-------- SOURCE MATERIAL

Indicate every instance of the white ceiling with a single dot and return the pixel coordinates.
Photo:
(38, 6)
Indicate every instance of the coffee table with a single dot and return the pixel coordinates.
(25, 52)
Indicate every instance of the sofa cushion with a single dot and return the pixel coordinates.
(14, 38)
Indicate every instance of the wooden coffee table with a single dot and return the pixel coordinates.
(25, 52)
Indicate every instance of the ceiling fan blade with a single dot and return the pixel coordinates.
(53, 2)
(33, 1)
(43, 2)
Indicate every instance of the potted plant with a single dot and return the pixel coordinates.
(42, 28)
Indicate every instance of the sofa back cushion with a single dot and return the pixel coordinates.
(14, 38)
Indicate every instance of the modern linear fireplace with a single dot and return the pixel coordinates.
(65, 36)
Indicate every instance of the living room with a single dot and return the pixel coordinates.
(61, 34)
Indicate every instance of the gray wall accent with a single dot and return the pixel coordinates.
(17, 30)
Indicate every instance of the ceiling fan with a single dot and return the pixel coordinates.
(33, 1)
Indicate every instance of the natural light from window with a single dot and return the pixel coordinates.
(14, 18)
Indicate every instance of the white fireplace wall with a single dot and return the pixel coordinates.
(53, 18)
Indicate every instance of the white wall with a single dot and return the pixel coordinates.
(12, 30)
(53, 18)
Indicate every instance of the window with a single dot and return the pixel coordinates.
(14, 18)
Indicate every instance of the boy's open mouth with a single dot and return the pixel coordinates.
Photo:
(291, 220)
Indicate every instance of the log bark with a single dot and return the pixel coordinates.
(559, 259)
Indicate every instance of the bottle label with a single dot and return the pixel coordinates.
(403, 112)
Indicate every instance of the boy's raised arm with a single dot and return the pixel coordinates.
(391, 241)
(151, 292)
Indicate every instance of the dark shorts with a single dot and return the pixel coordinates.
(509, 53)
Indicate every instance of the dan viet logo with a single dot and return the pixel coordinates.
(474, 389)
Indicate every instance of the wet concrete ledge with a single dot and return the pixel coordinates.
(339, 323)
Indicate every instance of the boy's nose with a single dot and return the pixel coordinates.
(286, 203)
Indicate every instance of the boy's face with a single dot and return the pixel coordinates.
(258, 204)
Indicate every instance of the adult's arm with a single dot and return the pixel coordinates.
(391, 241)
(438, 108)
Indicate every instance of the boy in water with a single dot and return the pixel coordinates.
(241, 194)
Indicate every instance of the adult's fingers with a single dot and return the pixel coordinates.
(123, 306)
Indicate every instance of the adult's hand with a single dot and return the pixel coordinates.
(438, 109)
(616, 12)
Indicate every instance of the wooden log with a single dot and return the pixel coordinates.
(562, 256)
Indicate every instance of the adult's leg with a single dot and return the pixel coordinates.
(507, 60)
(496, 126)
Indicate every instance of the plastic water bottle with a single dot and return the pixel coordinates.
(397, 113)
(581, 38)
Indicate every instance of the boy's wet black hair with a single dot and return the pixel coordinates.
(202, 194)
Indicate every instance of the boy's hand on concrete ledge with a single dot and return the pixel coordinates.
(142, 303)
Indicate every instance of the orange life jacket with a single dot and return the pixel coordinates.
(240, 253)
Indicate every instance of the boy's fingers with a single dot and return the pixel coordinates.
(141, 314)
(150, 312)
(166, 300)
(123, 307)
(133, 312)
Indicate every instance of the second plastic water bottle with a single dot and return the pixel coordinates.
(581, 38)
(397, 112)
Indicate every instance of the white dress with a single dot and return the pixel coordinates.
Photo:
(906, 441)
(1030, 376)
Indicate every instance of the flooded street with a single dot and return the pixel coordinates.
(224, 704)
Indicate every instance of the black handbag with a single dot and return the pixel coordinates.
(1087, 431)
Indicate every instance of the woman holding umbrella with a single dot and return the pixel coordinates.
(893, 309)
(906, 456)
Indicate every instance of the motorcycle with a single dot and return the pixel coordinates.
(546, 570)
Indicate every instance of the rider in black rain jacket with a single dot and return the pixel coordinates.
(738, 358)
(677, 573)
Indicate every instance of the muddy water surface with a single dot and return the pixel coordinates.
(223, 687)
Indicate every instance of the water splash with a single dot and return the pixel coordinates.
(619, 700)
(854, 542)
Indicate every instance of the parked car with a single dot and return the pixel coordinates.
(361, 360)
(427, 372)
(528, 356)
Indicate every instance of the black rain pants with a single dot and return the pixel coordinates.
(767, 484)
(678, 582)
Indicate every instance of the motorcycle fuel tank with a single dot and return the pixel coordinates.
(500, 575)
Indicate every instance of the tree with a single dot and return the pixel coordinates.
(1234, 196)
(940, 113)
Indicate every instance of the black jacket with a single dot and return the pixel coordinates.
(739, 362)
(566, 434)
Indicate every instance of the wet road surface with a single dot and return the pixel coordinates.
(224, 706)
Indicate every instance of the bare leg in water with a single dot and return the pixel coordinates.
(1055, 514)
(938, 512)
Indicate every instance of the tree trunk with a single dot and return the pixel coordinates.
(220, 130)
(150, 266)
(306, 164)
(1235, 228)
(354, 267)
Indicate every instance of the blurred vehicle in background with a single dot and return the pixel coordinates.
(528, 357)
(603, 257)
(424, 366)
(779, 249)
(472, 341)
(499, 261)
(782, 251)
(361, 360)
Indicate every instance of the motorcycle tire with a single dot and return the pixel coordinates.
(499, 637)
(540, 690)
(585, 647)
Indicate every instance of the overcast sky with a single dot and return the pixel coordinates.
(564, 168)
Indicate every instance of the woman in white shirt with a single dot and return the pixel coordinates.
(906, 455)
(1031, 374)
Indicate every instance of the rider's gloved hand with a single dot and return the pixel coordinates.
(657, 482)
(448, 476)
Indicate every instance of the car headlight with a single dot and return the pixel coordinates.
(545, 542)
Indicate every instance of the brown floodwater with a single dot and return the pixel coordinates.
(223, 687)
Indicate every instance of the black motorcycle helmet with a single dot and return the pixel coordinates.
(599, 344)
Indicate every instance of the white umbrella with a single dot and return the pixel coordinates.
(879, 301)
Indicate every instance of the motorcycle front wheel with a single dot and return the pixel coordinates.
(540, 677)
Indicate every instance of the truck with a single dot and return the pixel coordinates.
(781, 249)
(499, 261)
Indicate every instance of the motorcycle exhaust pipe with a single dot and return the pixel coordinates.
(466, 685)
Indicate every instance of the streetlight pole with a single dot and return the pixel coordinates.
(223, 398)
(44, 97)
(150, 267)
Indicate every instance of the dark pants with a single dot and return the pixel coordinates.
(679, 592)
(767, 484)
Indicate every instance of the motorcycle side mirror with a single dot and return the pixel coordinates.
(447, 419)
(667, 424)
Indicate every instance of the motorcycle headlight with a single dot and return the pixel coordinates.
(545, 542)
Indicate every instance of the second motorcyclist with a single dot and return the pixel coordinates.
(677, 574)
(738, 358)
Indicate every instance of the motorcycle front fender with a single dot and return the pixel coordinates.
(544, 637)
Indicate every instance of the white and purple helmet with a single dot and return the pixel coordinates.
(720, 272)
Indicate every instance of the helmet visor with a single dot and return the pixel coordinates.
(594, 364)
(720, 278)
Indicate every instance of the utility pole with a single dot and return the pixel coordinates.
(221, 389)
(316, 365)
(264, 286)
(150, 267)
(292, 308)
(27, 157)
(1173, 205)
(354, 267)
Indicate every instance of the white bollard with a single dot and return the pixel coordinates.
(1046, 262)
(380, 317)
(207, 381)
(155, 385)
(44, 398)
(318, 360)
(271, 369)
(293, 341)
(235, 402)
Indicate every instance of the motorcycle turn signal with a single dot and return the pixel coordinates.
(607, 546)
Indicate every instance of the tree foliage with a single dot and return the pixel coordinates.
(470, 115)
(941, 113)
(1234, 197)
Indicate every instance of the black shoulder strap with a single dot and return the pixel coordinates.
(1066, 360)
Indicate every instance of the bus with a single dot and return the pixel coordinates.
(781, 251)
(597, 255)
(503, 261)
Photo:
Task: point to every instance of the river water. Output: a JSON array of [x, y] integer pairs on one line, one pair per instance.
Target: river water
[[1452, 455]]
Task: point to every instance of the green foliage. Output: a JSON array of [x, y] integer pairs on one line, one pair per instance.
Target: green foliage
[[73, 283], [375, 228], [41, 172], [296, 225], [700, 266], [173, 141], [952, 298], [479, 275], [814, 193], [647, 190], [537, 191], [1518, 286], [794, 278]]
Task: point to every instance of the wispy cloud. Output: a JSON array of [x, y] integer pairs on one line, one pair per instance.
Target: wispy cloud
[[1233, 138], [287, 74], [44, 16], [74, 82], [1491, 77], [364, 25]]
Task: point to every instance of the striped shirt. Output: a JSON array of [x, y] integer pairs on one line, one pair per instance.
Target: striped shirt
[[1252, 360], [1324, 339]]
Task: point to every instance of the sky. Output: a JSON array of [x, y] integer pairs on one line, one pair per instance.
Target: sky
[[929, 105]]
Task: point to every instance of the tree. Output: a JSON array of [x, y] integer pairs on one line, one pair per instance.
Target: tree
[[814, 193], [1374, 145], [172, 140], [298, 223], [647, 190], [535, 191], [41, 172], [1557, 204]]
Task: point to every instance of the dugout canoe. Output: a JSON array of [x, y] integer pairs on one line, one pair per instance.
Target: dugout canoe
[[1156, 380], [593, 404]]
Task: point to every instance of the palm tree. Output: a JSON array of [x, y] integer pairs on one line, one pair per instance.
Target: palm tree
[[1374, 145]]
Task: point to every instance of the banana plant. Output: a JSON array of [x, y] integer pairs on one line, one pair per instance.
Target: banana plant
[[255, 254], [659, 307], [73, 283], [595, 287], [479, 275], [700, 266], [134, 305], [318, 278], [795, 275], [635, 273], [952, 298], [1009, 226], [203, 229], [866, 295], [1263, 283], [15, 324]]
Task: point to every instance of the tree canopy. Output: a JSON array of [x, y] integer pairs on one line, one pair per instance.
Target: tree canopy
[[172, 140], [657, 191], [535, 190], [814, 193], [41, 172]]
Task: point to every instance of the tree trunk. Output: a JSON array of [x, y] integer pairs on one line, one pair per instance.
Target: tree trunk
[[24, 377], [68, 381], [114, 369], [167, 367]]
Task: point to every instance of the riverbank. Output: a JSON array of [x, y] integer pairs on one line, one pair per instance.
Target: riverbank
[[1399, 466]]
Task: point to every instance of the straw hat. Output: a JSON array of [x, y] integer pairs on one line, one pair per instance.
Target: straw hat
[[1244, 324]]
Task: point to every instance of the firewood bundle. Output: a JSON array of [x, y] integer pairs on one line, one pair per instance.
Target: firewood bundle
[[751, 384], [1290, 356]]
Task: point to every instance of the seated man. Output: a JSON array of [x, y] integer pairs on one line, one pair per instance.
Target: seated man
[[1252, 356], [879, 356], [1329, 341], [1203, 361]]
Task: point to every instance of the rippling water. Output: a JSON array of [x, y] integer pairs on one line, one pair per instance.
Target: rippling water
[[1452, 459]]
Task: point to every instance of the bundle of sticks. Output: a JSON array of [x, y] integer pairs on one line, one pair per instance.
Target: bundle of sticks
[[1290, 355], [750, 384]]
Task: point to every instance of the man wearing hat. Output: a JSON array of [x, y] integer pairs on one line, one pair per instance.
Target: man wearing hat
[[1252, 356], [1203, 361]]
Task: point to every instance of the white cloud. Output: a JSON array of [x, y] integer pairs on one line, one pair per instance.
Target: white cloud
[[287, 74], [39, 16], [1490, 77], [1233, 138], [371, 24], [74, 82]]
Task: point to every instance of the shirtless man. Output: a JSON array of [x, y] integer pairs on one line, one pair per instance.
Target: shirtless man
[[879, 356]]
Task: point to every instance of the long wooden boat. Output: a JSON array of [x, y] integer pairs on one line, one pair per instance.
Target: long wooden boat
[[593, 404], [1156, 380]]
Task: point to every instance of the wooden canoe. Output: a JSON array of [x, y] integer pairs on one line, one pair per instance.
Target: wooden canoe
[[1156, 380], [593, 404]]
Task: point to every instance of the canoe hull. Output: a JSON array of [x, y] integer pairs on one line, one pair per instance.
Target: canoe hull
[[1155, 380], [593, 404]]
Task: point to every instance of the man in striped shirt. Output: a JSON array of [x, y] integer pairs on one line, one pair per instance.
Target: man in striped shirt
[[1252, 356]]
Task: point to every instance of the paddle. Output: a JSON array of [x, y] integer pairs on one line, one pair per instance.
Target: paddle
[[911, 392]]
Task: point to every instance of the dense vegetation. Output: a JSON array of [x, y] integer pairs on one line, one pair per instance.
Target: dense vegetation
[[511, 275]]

----------------

→ WORK ITEM
The entries above hold a line with "Target: tree canopy" and a later line with "Task: point to every instance of the long". Write out exactly those lines and all lines between, nothing more.

→ TASK OUTPUT
Target: tree canopy
[[172, 140], [657, 191], [535, 190], [814, 193], [41, 172]]
Task: point to every instance of the tree trunk. Output: a JSON array of [x, y] integer pairs on one line, one pair per instance.
Target: tree trunk
[[24, 377], [68, 381], [114, 369], [167, 367]]
Task: point to every instance of the riverbank. Output: a JSON array of [x, y] integer pairs on one line, one pair per instance.
Target: riverbank
[[1399, 466]]
Task: point to every instance of the straw hat. Output: a JSON array of [x, y] integer pairs on one line, one pair per instance.
Target: straw hat
[[1244, 324]]
Task: point to every instance of the firewood bundle. Output: a JSON array of [x, y] integer pairs on one line, one pair per instance.
Target: firewood bundle
[[751, 384], [1290, 356]]
Task: point to every instance of the seated man. Output: a JSON array of [x, y] integer pairs on one line, one pair per instance.
Target: seated man
[[1252, 356], [879, 356], [1329, 341], [1203, 361]]
Task: point to every instance of the rippling water. Output: a JSON array of [x, y] integer pairs on one line, one pair per instance.
Target: rippling water
[[1452, 459]]
Task: point to every instance of the bundle of sticks. Output: a JSON array of [x, y] integer pairs on one line, one pair per instance.
Target: bundle of sticks
[[1290, 355], [750, 384]]
Task: point to every instance of the man wearing hat. Output: a JSON array of [x, y] integer pairs on one line, one pair per instance.
Target: man wearing hat
[[1252, 356], [1203, 361]]
Task: point to every instance of the white cloud. Output: a JSON array of [x, y] integer pairs on one line, one pair per instance.
Target: white cloud
[[287, 74], [39, 16], [1490, 77], [1233, 138], [371, 24], [74, 82]]
Task: point to every instance of the shirtless man. Output: a JSON array of [x, y] integer pairs on one line, one pair per instance.
Target: shirtless man
[[879, 356]]
Task: point to every instance of the long wooden boat. Output: a JSON array of [x, y] integer pairs on one line, one pair per instance.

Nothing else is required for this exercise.